### DOCUMENT SEGMENT

BEGIN

Sree Vasudevapuram Mahavishnu Temple is an Indian temple located about 9 Kilometers westward of Cochin International Airport in Kunnukara panchayath in the suburbs of aluva (District Ernakulam) in the state of Kerala. It is believed to be consecrated by Maharshi Parashuraman. The presence of Mahalakshmi is felt along with Lord Vishnu.

== Legend ==
Maharshi Parasurama consecrated the idol of Mahavishnu in such a concept that the Lord is embracing Goddess Mahalakshmi. After the consecration the Maharshi entrusted the temple responsibilities to some local Brahmins. These Brahmins became prosperous of wealth by the blessings of Goddess Mahalakshmi. But later they became indifferent to the activities of the temple which brought about their downfall. The temple also lost its wealth and glory in the course of time.

After a long period Vilwamangalam Swamikal, a great disciple of Lord Guruvayoorappan visited the temple. He had the vision of Mahalakshmi engaged in the service of Lord Mahavishnu.

The Swamikal was surprised to see the poor condition of the temple where there was physical presence of the Lord and the Goddess. He asked Devi, the cause of the loss of prosperity of the temple and the poverty of the people living in that area even though her presence was there. She replied that the officials of the temple and the people were not taking care of the temple rituals and so she was busy serving the Lord. As a result, she did not have time to attend to the prayers of the people.

Vilwamangalam Swamikal then told Devi that if the prayers of the devotees are not answered, they will stop visiting the temple and turn into atheists. He requested Devi to provide some time to hear the prayers of the devotees visiting the temple. On hearing the request of Swamikal, Devi promised him that she'll give Darshan to devotees once a year.

END

Natural-language object grounding data
BEGIN

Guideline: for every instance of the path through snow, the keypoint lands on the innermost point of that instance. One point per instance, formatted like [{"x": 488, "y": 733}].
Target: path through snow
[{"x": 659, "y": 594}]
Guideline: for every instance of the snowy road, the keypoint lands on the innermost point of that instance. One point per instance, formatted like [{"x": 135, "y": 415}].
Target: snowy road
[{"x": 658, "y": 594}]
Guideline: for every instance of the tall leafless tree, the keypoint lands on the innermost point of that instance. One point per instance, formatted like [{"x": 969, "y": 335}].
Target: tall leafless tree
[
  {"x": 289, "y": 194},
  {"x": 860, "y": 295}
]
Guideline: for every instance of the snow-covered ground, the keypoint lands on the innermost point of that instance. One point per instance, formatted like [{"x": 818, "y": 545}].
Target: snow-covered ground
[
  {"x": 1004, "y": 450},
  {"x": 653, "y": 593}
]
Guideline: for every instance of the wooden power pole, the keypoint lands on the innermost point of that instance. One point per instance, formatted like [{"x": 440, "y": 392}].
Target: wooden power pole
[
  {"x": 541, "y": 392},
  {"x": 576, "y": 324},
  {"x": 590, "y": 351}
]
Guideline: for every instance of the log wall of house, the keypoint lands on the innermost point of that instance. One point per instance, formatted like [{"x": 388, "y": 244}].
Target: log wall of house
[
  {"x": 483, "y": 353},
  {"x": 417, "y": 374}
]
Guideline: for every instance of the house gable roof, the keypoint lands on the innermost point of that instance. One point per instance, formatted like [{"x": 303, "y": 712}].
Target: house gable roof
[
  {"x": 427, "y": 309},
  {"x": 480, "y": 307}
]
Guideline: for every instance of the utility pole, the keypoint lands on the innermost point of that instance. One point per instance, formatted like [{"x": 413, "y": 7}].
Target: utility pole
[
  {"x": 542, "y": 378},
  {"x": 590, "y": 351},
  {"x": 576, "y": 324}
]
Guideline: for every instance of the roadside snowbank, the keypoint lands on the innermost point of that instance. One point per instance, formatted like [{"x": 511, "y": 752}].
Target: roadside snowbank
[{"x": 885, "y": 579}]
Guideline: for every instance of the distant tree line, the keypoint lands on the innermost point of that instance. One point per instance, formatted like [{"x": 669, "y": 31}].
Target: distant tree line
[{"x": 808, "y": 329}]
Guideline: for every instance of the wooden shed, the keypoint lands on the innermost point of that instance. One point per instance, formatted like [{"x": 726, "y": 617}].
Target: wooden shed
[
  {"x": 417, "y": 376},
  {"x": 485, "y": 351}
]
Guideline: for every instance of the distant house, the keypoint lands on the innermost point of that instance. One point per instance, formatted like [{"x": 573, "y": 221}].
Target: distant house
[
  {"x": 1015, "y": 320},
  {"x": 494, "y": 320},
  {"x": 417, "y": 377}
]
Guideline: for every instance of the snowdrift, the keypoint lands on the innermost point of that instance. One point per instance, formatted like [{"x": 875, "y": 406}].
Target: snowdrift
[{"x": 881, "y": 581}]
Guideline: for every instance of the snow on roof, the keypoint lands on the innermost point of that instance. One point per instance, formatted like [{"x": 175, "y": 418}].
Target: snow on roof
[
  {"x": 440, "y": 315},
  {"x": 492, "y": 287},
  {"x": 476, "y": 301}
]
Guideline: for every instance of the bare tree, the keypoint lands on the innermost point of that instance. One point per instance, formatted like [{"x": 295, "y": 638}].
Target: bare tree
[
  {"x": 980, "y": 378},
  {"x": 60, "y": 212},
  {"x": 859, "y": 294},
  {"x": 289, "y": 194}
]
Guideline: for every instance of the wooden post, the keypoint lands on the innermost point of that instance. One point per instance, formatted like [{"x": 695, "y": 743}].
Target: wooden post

END

### REQUIRED WORK
1) Please write out the part of the temple article that begins at the words "The Swamikal was" and stops after "once a year.".
2) Answer these questions from the temple article:
(a) About how far from Cochin International Airport is the temple, and in which direction?
(b) To whom did Maharshi Parasurama entrust the temple responsibilities after the consecration?
(c) How often did Devi promise to give Darshan to devotees?
Everything needed comes from the temple article alone, not the listing.

### RESULTS FOR THE EXERCISE
1)
The Swamikal was surprised to see the poor condition of the temple where there was physical presence of the Lord and the Goddess. He asked Devi, the cause of the loss of prosperity of the temple and the poverty of the people living in that area even though her presence was there. She replied that the officials of the temple and the people were not taking care of the temple rituals and so she was busy serving the Lord. As a result, she did not have time to attend to the prayers of the people.

Vilwamangalam Swamikal then told Devi that if the prayers of the devotees are not answered, they will stop visiting the temple and turn into atheists. He requested Devi to provide some time to hear the prayers of the devotees visiting the temple. On hearing the request of Swamikal, Devi promised him that she'll give Darshan to devotees once a year.

2)
(a) About 9 kilometers westward.
(b) Some local Brahmins.
(c) Once a year.